Records excerpted from a collection
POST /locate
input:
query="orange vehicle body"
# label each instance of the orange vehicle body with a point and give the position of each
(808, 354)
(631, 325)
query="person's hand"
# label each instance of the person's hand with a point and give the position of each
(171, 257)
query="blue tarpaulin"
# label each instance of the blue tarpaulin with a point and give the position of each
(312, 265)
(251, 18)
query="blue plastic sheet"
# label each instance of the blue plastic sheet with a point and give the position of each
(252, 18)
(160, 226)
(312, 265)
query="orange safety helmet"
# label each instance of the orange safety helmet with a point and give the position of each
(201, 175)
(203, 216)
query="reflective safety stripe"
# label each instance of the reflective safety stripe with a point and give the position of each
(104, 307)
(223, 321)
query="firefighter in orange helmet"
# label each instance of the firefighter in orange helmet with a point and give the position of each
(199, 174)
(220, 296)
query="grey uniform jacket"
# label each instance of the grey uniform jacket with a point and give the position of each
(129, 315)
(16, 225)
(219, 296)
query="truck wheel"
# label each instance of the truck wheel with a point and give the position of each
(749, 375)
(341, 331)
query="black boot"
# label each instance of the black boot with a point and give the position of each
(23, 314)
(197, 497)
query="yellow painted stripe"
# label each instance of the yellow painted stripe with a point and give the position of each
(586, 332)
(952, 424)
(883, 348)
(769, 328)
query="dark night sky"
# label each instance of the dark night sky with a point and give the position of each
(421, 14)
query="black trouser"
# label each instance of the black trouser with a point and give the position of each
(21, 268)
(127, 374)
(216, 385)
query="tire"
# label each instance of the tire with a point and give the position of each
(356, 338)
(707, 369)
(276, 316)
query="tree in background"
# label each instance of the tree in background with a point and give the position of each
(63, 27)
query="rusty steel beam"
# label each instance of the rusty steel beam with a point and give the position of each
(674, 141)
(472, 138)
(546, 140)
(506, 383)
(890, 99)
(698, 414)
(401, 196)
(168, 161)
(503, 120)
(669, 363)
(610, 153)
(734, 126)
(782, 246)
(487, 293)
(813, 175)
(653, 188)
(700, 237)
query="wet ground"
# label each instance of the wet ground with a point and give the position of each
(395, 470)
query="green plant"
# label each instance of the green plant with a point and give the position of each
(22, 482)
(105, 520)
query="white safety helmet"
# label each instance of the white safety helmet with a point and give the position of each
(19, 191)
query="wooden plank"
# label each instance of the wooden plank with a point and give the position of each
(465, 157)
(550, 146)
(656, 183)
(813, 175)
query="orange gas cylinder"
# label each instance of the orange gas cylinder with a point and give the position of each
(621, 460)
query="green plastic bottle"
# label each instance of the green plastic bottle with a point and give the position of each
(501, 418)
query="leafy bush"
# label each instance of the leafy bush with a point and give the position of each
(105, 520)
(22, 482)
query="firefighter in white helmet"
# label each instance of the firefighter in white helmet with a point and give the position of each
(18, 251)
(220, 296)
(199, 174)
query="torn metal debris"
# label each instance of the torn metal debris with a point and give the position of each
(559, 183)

DO THIS
Extract the full listing and reproduce each line exactly.

TASK OUTPUT
POST /locate
input:
query="orange vehicle body"
# label each instance of the orange vehicle body with a point and give the position of each
(808, 354)
(631, 325)
query="person's hand"
# label each instance of the person's hand with a point and give the position of each
(171, 257)
query="blue tarpaulin"
# label each instance of the blue tarpaulin with a point and give the position of each
(312, 265)
(251, 18)
query="blue plastic sheet"
# label each instance of the blue plastic sheet with a point and give the position of each
(252, 18)
(160, 226)
(312, 265)
query="orange safety helmet"
# label each instance of the orange safety helmet with a point and give the position of each
(201, 175)
(203, 216)
query="reflective safety stripe"
# label each instance of the reflective safety stripe with a point and give the position of each
(104, 307)
(223, 321)
query="firefighter in orange helmet"
# label each instance of the firefighter in orange helmet with a point and give the position of each
(199, 174)
(220, 296)
query="grey uniform jacket"
# label each instance of the grey uniform jacket with a point and give the position of each
(129, 315)
(16, 225)
(219, 296)
query="truck wheel"
# label each instance of the truck wheel with a point and give the position of each
(749, 375)
(341, 331)
query="black boot"
# label each instance of the black boot with a point and give the position of each
(23, 314)
(197, 497)
query="yellow painted stripe"
# label each instance of the yellow painted stripe with a point and give the position of each
(586, 332)
(952, 424)
(883, 348)
(769, 328)
query="dark night sky"
# label each instance of the dark night sky with a point and give the position of each
(421, 14)
query="black trouser"
# label each instance of the black trouser with a point and give the position of each
(21, 268)
(127, 374)
(216, 385)
query="tire"
# label each instance of the tire with a point and give the position of each
(356, 338)
(707, 369)
(276, 316)
query="tree in background"
# label each instance of the tree in background with a point and give the position of each
(63, 27)
query="rusty steel beam"
# label each instance of the rusty steel beam with a point and give the position of each
(674, 141)
(472, 138)
(546, 140)
(506, 383)
(890, 99)
(698, 414)
(401, 196)
(168, 161)
(503, 120)
(669, 363)
(610, 153)
(734, 126)
(782, 246)
(487, 293)
(813, 175)
(653, 188)
(700, 237)
query="wet ground"
# label each instance of the wet ground with a point and give the position of each
(395, 470)
query="green plant"
# label each instance of the green plant with a point and give the position of each
(22, 482)
(105, 520)
query="white safety helmet"
# label each instance of the white safety helmet with a point and give the position of each
(19, 191)
query="wooden plank"
# label each instance of the wooden plank with a point and give the position of each
(465, 157)
(550, 146)
(656, 183)
(813, 175)
query="orange gas cylinder"
# label each instance of the orange gas cylinder with a point and give the position of each
(621, 460)
query="green plastic bottle"
# label each instance of the green plastic bottle with a point and give the position of each
(501, 418)
query="leafy bush"
# label each instance of the leafy bush with a point and give the position of each
(105, 520)
(22, 482)
query="firefighter in white helmet"
# label each instance of the firefighter in white helmet with a point and give the position of each
(18, 251)
(220, 296)
(199, 174)
query="torn metal debris"
# label each instance of the torn metal debris with a point and give the position of each
(559, 183)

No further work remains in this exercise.